Image-grounded pointing data:

• • •

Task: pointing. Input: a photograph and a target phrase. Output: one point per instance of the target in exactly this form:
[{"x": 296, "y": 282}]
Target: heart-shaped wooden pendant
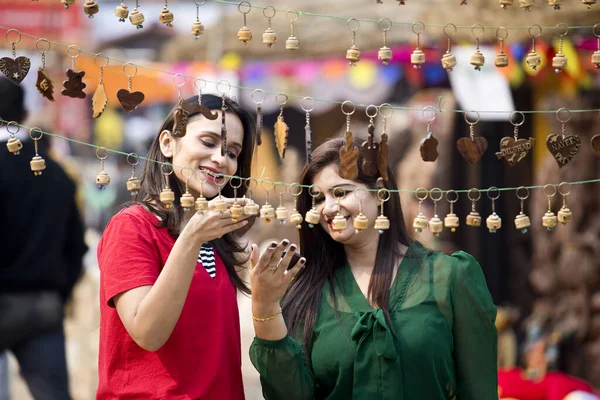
[
  {"x": 563, "y": 149},
  {"x": 472, "y": 149},
  {"x": 15, "y": 69},
  {"x": 129, "y": 101},
  {"x": 513, "y": 150}
]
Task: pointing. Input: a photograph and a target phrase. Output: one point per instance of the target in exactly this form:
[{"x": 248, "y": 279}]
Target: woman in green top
[{"x": 369, "y": 316}]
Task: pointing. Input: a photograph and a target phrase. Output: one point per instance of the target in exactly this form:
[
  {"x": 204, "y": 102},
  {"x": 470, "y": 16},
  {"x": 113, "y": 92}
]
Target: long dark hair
[
  {"x": 323, "y": 254},
  {"x": 230, "y": 251}
]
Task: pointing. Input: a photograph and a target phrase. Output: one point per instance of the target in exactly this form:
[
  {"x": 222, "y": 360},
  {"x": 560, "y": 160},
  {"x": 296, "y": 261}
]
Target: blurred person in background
[{"x": 43, "y": 245}]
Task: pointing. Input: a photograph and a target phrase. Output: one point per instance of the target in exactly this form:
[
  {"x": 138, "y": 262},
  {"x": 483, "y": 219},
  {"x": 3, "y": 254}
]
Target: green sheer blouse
[{"x": 443, "y": 344}]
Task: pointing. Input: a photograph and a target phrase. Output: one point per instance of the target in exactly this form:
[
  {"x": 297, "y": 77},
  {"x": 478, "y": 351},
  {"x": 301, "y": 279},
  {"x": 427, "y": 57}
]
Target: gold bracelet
[{"x": 269, "y": 318}]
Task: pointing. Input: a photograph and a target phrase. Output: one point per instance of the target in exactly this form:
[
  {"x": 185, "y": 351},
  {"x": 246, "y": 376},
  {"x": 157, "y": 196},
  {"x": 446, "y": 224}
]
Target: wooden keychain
[
  {"x": 307, "y": 108},
  {"x": 429, "y": 145},
  {"x": 370, "y": 147},
  {"x": 385, "y": 53},
  {"x": 472, "y": 148},
  {"x": 74, "y": 85},
  {"x": 15, "y": 68},
  {"x": 258, "y": 97},
  {"x": 562, "y": 147},
  {"x": 281, "y": 128},
  {"x": 514, "y": 149},
  {"x": 44, "y": 84},
  {"x": 99, "y": 99},
  {"x": 348, "y": 168},
  {"x": 129, "y": 100}
]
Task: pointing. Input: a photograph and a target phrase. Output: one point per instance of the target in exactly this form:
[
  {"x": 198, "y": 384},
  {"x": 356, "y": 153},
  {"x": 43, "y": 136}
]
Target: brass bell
[{"x": 37, "y": 164}]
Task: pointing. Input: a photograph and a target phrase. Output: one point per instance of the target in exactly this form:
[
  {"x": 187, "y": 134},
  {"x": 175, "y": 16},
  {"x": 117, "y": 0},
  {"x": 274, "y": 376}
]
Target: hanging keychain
[
  {"x": 562, "y": 147},
  {"x": 348, "y": 152},
  {"x": 417, "y": 58},
  {"x": 435, "y": 224},
  {"x": 533, "y": 58},
  {"x": 449, "y": 59},
  {"x": 477, "y": 59},
  {"x": 259, "y": 116},
  {"x": 549, "y": 220},
  {"x": 269, "y": 36},
  {"x": 44, "y": 84},
  {"x": 134, "y": 185},
  {"x": 429, "y": 145},
  {"x": 522, "y": 221},
  {"x": 281, "y": 128},
  {"x": 307, "y": 130},
  {"x": 382, "y": 223},
  {"x": 292, "y": 42},
  {"x": 474, "y": 219},
  {"x": 501, "y": 60},
  {"x": 472, "y": 148},
  {"x": 451, "y": 221},
  {"x": 37, "y": 163},
  {"x": 370, "y": 147},
  {"x": 514, "y": 150},
  {"x": 353, "y": 53},
  {"x": 129, "y": 100},
  {"x": 14, "y": 144},
  {"x": 420, "y": 221},
  {"x": 244, "y": 34},
  {"x": 100, "y": 100},
  {"x": 197, "y": 26},
  {"x": 137, "y": 18},
  {"x": 493, "y": 221},
  {"x": 564, "y": 214},
  {"x": 295, "y": 217},
  {"x": 15, "y": 68},
  {"x": 559, "y": 61},
  {"x": 385, "y": 53},
  {"x": 313, "y": 217},
  {"x": 102, "y": 179}
]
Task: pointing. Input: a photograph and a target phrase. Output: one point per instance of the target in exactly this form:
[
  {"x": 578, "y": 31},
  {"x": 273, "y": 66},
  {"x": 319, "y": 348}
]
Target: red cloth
[
  {"x": 555, "y": 386},
  {"x": 202, "y": 357}
]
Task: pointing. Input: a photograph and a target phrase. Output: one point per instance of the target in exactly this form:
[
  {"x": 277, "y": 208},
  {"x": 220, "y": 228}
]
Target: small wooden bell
[
  {"x": 134, "y": 185},
  {"x": 90, "y": 8},
  {"x": 14, "y": 145},
  {"x": 474, "y": 219},
  {"x": 122, "y": 12},
  {"x": 37, "y": 164},
  {"x": 493, "y": 222},
  {"x": 564, "y": 215},
  {"x": 522, "y": 222},
  {"x": 197, "y": 29},
  {"x": 292, "y": 43},
  {"x": 559, "y": 62},
  {"x": 244, "y": 35},
  {"x": 452, "y": 222},
  {"x": 269, "y": 37},
  {"x": 549, "y": 221},
  {"x": 187, "y": 201},
  {"x": 477, "y": 60},
  {"x": 353, "y": 55},
  {"x": 137, "y": 19},
  {"x": 102, "y": 180},
  {"x": 384, "y": 54},
  {"x": 166, "y": 17},
  {"x": 417, "y": 58}
]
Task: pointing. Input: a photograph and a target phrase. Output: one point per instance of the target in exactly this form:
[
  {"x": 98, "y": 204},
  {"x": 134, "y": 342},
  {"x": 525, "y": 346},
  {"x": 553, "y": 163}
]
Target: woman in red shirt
[{"x": 169, "y": 325}]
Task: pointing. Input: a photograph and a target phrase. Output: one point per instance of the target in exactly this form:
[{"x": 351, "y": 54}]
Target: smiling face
[
  {"x": 349, "y": 207},
  {"x": 200, "y": 150}
]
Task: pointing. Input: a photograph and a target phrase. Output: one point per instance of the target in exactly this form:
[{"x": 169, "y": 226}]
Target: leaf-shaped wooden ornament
[
  {"x": 99, "y": 101},
  {"x": 281, "y": 134}
]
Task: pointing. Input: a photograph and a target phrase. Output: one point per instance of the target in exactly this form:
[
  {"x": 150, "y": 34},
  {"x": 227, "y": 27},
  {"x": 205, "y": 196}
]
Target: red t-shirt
[{"x": 202, "y": 357}]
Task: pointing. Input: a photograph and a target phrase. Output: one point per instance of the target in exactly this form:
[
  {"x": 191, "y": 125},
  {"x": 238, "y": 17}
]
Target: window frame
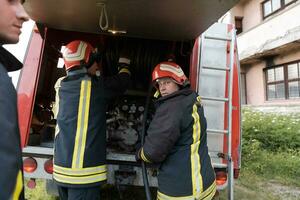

• • •

Give every record again word for word, pictures excluded.

• Response:
Task: pointing. Input: a photograph and a target phrase. Output: one point per instance of the target in exactly this form:
[{"x": 296, "y": 282}]
Target: heart-shaped wooden pendant
[
  {"x": 563, "y": 149},
  {"x": 472, "y": 149},
  {"x": 15, "y": 69},
  {"x": 129, "y": 101},
  {"x": 513, "y": 150}
]
Task: pointing. Input: a photograph and a target phrase. Output: one point per instance of the target in exactly this form:
[{"x": 248, "y": 279}]
Target: woman in green top
[{"x": 369, "y": 316}]
Task: pointing. Input: a photograph and a target phrase. Output: one point per instance of the target in exactly this form:
[
  {"x": 204, "y": 102},
  {"x": 470, "y": 16},
  {"x": 113, "y": 92}
]
Target: long dark hair
[
  {"x": 323, "y": 254},
  {"x": 230, "y": 251}
]
Task: pointing. Input: a photograph and a target phrase. Output: one point per instance of the target in exactly this form:
[
  {"x": 222, "y": 360},
  {"x": 560, "y": 160},
  {"x": 296, "y": 261}
]
Target: blurred person in background
[{"x": 43, "y": 245}]
Task: pointing. Input: a photograph and a target phrase. Output: one point per instance of the target in exactly this form:
[
  {"x": 138, "y": 262},
  {"x": 483, "y": 219},
  {"x": 3, "y": 254}
]
Target: green sheer blouse
[{"x": 443, "y": 344}]
Task: pointing. Input: a photograph and a target phrase. Output: one point per instance of the target in exactly this form:
[
  {"x": 297, "y": 77},
  {"x": 478, "y": 351},
  {"x": 301, "y": 279},
  {"x": 427, "y": 57}
]
Target: gold bracelet
[{"x": 269, "y": 318}]
Task: pointing. Input: a photograph and a target phrase. Output: one point per instance of the target in exactly this form:
[
  {"x": 185, "y": 351},
  {"x": 246, "y": 376},
  {"x": 157, "y": 196},
  {"x": 446, "y": 224}
]
Target: wooden keychain
[
  {"x": 307, "y": 108},
  {"x": 429, "y": 145},
  {"x": 370, "y": 147},
  {"x": 385, "y": 53},
  {"x": 472, "y": 148},
  {"x": 74, "y": 85},
  {"x": 15, "y": 68},
  {"x": 258, "y": 97},
  {"x": 562, "y": 147},
  {"x": 281, "y": 128},
  {"x": 514, "y": 149},
  {"x": 44, "y": 84},
  {"x": 99, "y": 99},
  {"x": 348, "y": 168},
  {"x": 129, "y": 100}
]
Task: pointing. Input: a photograph and a target phrase. Output: one point per instance of the target in exactly this form:
[
  {"x": 198, "y": 384},
  {"x": 356, "y": 153},
  {"x": 43, "y": 136}
]
Target: brass bell
[{"x": 37, "y": 164}]
Task: pointing. Input: a photograph and a target phrase. Output: one point per instance of the target in exactly this form:
[
  {"x": 187, "y": 134},
  {"x": 175, "y": 16},
  {"x": 117, "y": 0},
  {"x": 274, "y": 376}
]
Target: hanging keychain
[
  {"x": 562, "y": 147},
  {"x": 348, "y": 152},
  {"x": 417, "y": 58},
  {"x": 435, "y": 224},
  {"x": 533, "y": 58},
  {"x": 449, "y": 59},
  {"x": 477, "y": 59},
  {"x": 259, "y": 116},
  {"x": 549, "y": 220},
  {"x": 269, "y": 36},
  {"x": 44, "y": 84},
  {"x": 134, "y": 185},
  {"x": 429, "y": 145},
  {"x": 522, "y": 221},
  {"x": 281, "y": 128},
  {"x": 307, "y": 130},
  {"x": 382, "y": 223},
  {"x": 292, "y": 42},
  {"x": 474, "y": 219},
  {"x": 501, "y": 60},
  {"x": 472, "y": 148},
  {"x": 451, "y": 221},
  {"x": 37, "y": 163},
  {"x": 370, "y": 147},
  {"x": 514, "y": 150},
  {"x": 353, "y": 53},
  {"x": 129, "y": 100},
  {"x": 14, "y": 144},
  {"x": 420, "y": 221},
  {"x": 244, "y": 34},
  {"x": 100, "y": 100},
  {"x": 197, "y": 26},
  {"x": 137, "y": 18},
  {"x": 493, "y": 221},
  {"x": 564, "y": 214},
  {"x": 295, "y": 217},
  {"x": 15, "y": 68},
  {"x": 559, "y": 61},
  {"x": 385, "y": 53},
  {"x": 313, "y": 217},
  {"x": 102, "y": 179}
]
Task: pointing. Input: a photograph and a target phrase. Output: one point per instance of the target in exactly this form:
[
  {"x": 578, "y": 31},
  {"x": 273, "y": 66},
  {"x": 319, "y": 348}
]
Target: red cloth
[
  {"x": 555, "y": 386},
  {"x": 202, "y": 357}
]
Task: pointing. Input: a photograph and a target phrase. Output: one point per instance of the target in exactly this form:
[
  {"x": 277, "y": 208},
  {"x": 220, "y": 228}
]
Target: small wooden bell
[
  {"x": 134, "y": 185},
  {"x": 90, "y": 8},
  {"x": 14, "y": 145},
  {"x": 474, "y": 219},
  {"x": 122, "y": 12},
  {"x": 37, "y": 164},
  {"x": 493, "y": 222},
  {"x": 564, "y": 215},
  {"x": 522, "y": 222},
  {"x": 197, "y": 29},
  {"x": 292, "y": 43},
  {"x": 559, "y": 62},
  {"x": 244, "y": 35},
  {"x": 452, "y": 222},
  {"x": 269, "y": 37},
  {"x": 549, "y": 221},
  {"x": 187, "y": 201},
  {"x": 477, "y": 60},
  {"x": 353, "y": 55},
  {"x": 137, "y": 19},
  {"x": 102, "y": 180},
  {"x": 384, "y": 54},
  {"x": 166, "y": 17},
  {"x": 417, "y": 58}
]
Task: pointing. Input: a photograph and a target phrase. Output: one point per instance of the target in exactly this form:
[
  {"x": 98, "y": 204},
  {"x": 134, "y": 342},
  {"x": 525, "y": 346},
  {"x": 553, "y": 163}
]
Target: woman in red shirt
[{"x": 169, "y": 325}]
Task: pointing. Input: a photograph and a target phrase. Output: one point per instance of the target in exactly this form:
[{"x": 351, "y": 54}]
Target: smiling face
[
  {"x": 349, "y": 207},
  {"x": 200, "y": 150}
]
Task: pointing. Input: a photograph and a target phrase. Output: one point per instance of the target in exactly this form:
[{"x": 169, "y": 226}]
Target: leaf-shaped wooden ornament
[
  {"x": 99, "y": 101},
  {"x": 281, "y": 134}
]
Task: pointing. Input: a photograph and a target phrase. Output: one point per instance of the target in exactly this form:
[
  {"x": 150, "y": 34},
  {"x": 227, "y": 27},
  {"x": 205, "y": 196}
]
Target: red t-shirt
[{"x": 202, "y": 357}]
Task: pointing. Input: a photograph and a target phrase. Output: one point per instance of the target in exactly this form:
[
  {"x": 191, "y": 125},
  {"x": 238, "y": 17}
]
Target: window frame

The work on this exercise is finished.